[Given instruction]: Write the material out again exactly.

(Labeled shape records)
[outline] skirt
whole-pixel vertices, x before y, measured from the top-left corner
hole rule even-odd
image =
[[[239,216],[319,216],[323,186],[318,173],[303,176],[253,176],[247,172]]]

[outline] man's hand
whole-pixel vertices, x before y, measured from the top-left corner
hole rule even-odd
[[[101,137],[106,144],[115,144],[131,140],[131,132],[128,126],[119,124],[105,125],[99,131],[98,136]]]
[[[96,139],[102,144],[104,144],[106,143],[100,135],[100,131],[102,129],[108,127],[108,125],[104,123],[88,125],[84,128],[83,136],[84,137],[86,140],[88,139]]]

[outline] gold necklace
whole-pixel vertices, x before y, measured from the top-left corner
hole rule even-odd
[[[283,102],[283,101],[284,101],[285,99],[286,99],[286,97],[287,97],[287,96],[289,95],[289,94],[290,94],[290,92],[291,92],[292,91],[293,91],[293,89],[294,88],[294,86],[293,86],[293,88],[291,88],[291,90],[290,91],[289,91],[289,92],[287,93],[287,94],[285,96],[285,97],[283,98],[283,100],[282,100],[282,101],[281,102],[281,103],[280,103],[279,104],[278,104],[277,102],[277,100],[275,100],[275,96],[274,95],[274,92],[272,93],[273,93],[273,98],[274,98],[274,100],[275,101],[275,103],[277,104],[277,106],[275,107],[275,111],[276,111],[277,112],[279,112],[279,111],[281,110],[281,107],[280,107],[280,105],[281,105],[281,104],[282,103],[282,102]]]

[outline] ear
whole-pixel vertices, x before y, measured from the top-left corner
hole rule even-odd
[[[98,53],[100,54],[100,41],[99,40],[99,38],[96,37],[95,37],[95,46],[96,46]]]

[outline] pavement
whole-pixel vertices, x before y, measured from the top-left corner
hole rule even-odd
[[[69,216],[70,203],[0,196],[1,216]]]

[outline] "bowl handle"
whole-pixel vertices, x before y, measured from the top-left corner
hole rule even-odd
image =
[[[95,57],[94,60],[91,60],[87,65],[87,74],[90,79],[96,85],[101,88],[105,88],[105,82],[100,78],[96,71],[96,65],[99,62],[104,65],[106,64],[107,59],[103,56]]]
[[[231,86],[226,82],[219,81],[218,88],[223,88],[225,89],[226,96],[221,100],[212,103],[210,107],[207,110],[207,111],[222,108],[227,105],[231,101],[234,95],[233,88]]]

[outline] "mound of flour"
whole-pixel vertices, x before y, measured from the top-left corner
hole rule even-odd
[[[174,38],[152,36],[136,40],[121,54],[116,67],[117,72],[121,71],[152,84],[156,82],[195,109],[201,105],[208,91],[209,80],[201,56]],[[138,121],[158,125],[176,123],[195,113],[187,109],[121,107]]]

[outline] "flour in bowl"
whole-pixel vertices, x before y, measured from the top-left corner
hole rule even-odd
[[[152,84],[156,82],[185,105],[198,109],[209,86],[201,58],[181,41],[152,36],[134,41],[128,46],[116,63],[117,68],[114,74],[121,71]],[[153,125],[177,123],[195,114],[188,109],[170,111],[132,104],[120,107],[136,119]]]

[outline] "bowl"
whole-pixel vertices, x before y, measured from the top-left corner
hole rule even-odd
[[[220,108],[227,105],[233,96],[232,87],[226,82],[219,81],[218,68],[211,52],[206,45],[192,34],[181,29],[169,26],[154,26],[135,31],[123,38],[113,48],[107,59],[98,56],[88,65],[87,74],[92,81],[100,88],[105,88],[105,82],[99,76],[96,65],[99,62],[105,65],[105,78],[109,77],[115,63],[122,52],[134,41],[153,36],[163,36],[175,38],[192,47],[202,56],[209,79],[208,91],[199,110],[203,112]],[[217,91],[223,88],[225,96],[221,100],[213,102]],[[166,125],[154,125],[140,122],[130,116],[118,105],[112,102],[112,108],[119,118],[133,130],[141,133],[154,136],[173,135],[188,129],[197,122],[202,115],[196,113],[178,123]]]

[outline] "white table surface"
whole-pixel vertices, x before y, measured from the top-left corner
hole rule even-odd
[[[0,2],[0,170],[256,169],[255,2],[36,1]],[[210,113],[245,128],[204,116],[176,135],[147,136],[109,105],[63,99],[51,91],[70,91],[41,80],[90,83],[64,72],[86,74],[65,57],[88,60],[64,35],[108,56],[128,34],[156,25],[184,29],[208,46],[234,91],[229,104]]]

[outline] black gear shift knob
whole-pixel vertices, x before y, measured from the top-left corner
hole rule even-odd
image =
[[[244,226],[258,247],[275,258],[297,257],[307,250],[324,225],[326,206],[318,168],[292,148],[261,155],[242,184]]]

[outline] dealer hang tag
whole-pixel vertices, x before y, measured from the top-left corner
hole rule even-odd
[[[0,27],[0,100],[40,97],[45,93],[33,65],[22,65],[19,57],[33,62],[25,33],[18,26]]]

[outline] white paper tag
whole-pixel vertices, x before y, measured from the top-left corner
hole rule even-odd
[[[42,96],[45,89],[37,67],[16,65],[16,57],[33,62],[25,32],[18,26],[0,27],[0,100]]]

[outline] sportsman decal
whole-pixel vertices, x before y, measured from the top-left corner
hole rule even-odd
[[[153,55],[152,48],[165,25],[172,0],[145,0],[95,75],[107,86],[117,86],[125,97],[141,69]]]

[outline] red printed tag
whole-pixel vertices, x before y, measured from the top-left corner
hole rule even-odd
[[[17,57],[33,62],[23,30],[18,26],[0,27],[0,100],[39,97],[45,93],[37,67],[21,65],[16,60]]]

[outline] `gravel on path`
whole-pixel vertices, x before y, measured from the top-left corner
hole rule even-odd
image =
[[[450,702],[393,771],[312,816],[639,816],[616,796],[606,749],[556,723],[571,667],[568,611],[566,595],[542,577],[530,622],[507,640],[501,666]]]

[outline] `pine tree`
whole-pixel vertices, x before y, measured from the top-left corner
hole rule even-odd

[Output below]:
[outline] skirt
whole-pixel vertices, x before y, measured from the top-left corner
hole rule even-odd
image =
[[[239,216],[319,216],[323,186],[318,173],[303,176],[253,176],[247,172]]]

[outline] man's hand
whole-pixel vertices, x before y, measured from the top-left corner
hole rule even-odd
[[[101,137],[106,144],[115,144],[131,140],[131,132],[128,126],[119,124],[105,125],[99,131],[98,136]]]
[[[96,139],[102,144],[104,144],[106,143],[100,135],[100,131],[102,129],[108,127],[108,125],[104,123],[88,125],[84,128],[83,136],[84,137],[86,140],[88,139]]]

[outline] gold necklace
whole-pixel vertices, x before y, measured from the top-left corner
hole rule even-odd
[[[283,102],[283,101],[284,101],[285,99],[286,99],[286,97],[287,97],[287,96],[289,95],[289,94],[290,94],[290,92],[291,92],[292,91],[293,91],[293,89],[294,88],[294,86],[293,86],[293,88],[291,88],[291,90],[290,91],[289,91],[289,92],[287,93],[287,94],[285,96],[285,97],[283,98],[283,100],[282,100],[282,101],[281,102],[281,103],[280,103],[279,104],[278,104],[277,102],[277,100],[275,100],[275,96],[274,95],[274,92],[272,93],[273,93],[273,98],[274,98],[274,100],[275,101],[275,103],[277,104],[277,106],[275,107],[275,111],[276,111],[277,112],[279,112],[279,111],[281,110],[281,107],[280,107],[280,105],[281,105],[281,104],[282,103],[282,102]]]

[outline] ear
whole-pixel vertices, x before y, measured from the top-left corner
hole rule even-odd
[[[98,53],[100,54],[100,41],[99,40],[99,38],[96,37],[95,37],[95,46],[96,46]]]

[outline] pavement
whole-pixel vertices, x before y, measured from the top-left corner
hole rule even-odd
[[[69,216],[70,203],[0,196],[1,216]]]

[outline] "bowl handle"
whole-pixel vertices, x before y, measured from the top-left corner
hole rule even-odd
image =
[[[95,57],[94,60],[91,60],[87,65],[87,74],[90,79],[96,85],[101,88],[105,88],[105,82],[100,78],[96,71],[96,65],[99,62],[104,65],[106,64],[107,59],[103,56]]]
[[[231,86],[226,82],[219,81],[218,88],[223,88],[225,89],[226,96],[221,100],[212,103],[210,107],[207,110],[207,111],[222,108],[227,105],[231,101],[234,95],[233,88]]]

[outline] "mound of flour"
whole-pixel vertices, x before y, measured from the top-left corner
hole rule even-odd
[[[174,38],[152,36],[136,40],[121,54],[116,67],[117,72],[121,71],[152,84],[156,82],[195,109],[201,105],[208,91],[209,80],[201,56]],[[138,121],[158,125],[176,123],[195,113],[187,109],[121,107]]]

[outline] "flour in bowl"
whole-pixel vertices, x before y, measured from the top-left corner
hole rule even-odd
[[[152,84],[156,82],[185,105],[198,109],[209,86],[201,58],[181,41],[152,36],[134,41],[128,46],[116,63],[117,68],[114,74],[121,71]],[[153,125],[177,123],[195,114],[188,109],[170,111],[132,104],[120,107],[136,119]]]

[outline] "bowl"
whole-pixel vertices, x before y, measured from the top-left corner
hole rule even-odd
[[[220,108],[227,105],[233,96],[232,87],[226,82],[219,81],[218,68],[211,52],[206,45],[192,34],[181,29],[169,26],[154,26],[135,31],[123,38],[113,48],[107,59],[98,56],[88,65],[87,74],[92,81],[100,88],[105,88],[105,82],[99,76],[96,65],[99,62],[105,65],[105,78],[109,77],[115,63],[122,52],[134,41],[153,36],[163,36],[175,38],[192,47],[202,56],[209,79],[208,91],[199,110],[203,112]],[[217,91],[223,88],[225,96],[221,100],[213,102]],[[166,125],[154,125],[140,122],[130,116],[118,105],[112,102],[112,108],[119,118],[133,130],[141,133],[154,136],[173,135],[188,129],[197,122],[202,115],[196,113],[178,123]]]

[outline] "white table surface"
whole-pixel vertices, x before y, measured from the top-left corner
hole rule even-odd
[[[0,2],[0,170],[256,169],[255,2],[36,1]],[[210,113],[245,128],[204,116],[176,135],[147,136],[109,105],[63,99],[51,91],[70,91],[41,80],[90,83],[64,72],[86,74],[65,57],[88,60],[64,35],[108,56],[128,34],[156,25],[184,29],[208,46],[234,91],[229,104]]]

[outline] black gear shift knob
whole-pixel vertices, x before y, measured from the top-left corner
hole rule even-odd
image =
[[[244,226],[258,247],[275,258],[297,257],[307,250],[324,225],[326,206],[318,168],[292,148],[261,155],[242,184]]]

[outline] dealer hang tag
whole-pixel vertices, x before y, measured from the top-left corner
hole rule even-odd
[[[0,27],[0,100],[40,97],[45,93],[33,65],[22,65],[19,57],[33,62],[25,33],[18,26]]]

[outline] white paper tag
whole-pixel vertices, x before y, measured from the top-left corner
hole rule even-odd
[[[42,96],[45,89],[37,67],[16,65],[16,57],[33,62],[25,32],[18,26],[0,27],[0,100]]]

[outline] sportsman decal
whole-pixel vertices, x before y, measured from the top-left corner
hole rule even-odd
[[[153,55],[152,48],[165,25],[172,0],[145,0],[95,75],[107,86],[117,86],[125,97],[141,69]]]

[outline] red printed tag
whole-pixel vertices, x before y, measured from the top-left corner
hole rule even-odd
[[[17,57],[33,62],[23,30],[18,26],[0,27],[0,100],[39,97],[45,93],[37,67],[21,65],[16,60]]]

[outline] `gravel on path`
whole-pixel vertices, x before y, measured from the top-left corner
hole rule even-odd
image =
[[[450,702],[393,771],[312,816],[639,816],[616,796],[606,749],[556,723],[571,667],[568,611],[566,595],[542,577],[530,622],[507,640],[501,666]]]

[outline] `pine tree`
whole-pixel vertices, x before y, measured from the top-left corner
hole rule even-odd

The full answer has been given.